**Instructions to follow**
Return the data below verbatim, reproducing every line without a single change.

**Dataset extract**
-=-=-

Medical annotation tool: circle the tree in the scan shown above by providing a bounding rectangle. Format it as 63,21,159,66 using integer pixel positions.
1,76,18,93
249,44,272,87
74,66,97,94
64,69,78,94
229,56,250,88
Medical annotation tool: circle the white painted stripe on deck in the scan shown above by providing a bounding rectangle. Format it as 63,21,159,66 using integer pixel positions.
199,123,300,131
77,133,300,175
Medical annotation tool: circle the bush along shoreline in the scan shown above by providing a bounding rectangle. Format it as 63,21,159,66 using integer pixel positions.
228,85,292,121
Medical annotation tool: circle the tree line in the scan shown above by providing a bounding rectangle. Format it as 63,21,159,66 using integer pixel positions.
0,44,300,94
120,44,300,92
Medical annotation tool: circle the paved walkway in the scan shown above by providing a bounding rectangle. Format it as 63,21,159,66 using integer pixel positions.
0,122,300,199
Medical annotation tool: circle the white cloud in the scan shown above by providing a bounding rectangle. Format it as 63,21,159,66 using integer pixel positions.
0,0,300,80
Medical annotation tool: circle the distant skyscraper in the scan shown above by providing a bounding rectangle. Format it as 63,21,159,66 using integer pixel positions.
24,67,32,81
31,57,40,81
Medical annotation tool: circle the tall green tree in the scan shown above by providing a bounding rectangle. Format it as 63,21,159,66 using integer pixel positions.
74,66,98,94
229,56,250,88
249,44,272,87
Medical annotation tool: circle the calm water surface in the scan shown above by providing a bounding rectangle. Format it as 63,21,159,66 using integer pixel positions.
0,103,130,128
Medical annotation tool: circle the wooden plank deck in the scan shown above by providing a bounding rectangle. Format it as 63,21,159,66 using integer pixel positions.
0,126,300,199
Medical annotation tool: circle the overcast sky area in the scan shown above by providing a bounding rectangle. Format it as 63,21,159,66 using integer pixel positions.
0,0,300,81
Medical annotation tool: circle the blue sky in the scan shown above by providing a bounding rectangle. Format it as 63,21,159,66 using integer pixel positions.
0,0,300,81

-=-=-

**Exercise response**
Medical annotation tool: circle the tree in the scan shown above by providing a bounding rectangle. Format it as 63,21,159,66 using integer pixel positions.
1,76,18,93
249,44,272,87
74,66,97,94
64,69,78,94
229,56,250,88
Medical annotation tool: circle the white painted stripe on deck in the scan shown above by providing a bounding rectangle. Format it as 63,21,159,66 using integer pixel positions.
199,123,300,131
77,133,300,175
Medical annotation tool: circle the bush along shoreline in the scan shown above by providing a bounding rectangle. Format it as 63,21,159,66 using integer pixel positions.
228,85,292,121
Medical annotation tool: circle the tree line in the scan shown above by providing a bounding rectangle. Format it as 63,21,159,66 using integer pixel positions.
0,44,300,94
120,44,300,92
Medical annotation tool: circle the paved walkway in the scan shown above by providing a bounding rectangle. Format it as 63,21,159,66 using integer pixel positions.
0,122,300,199
Medical annotation tool: circle the white cloud in the scan shown above by providing a bounding rectangle. Format it as 63,21,159,66 using integer pixel positions.
0,0,300,80
Medical annotation tool: circle the distant skyscraper in the scan shown above by providing a bounding rectangle. Format it as 63,21,159,66 using integer pixel positions.
24,67,32,81
31,57,40,81
Medical annotation tool: circle the tall green tree in the scan shown above by providing a bounding rectangle. Format it as 63,21,159,66 using integer pixel positions.
74,66,98,94
229,56,250,88
249,44,272,87
Medical annotation tool: circle the calm water surface in the scan shown above by providing a bounding rectangle. Format it as 63,21,159,66 using integer pixel positions.
0,103,130,128
Medical annotation tool: circle the wooden plank deck in the scan shown above by providing a bounding rectangle. Format it as 63,21,159,66 using integer pixel positions.
0,126,300,199
Medical annotation tool: circle the overcast sky area in the scan shown above by providing a bounding rectangle. Format it as 63,21,159,66 using integer pixel positions.
0,0,300,81
Medical annotation tool: circle the blue sky in the scan shown above by providing a bounding rectangle. Format it as 63,21,159,66 using integer pixel positions.
0,0,300,81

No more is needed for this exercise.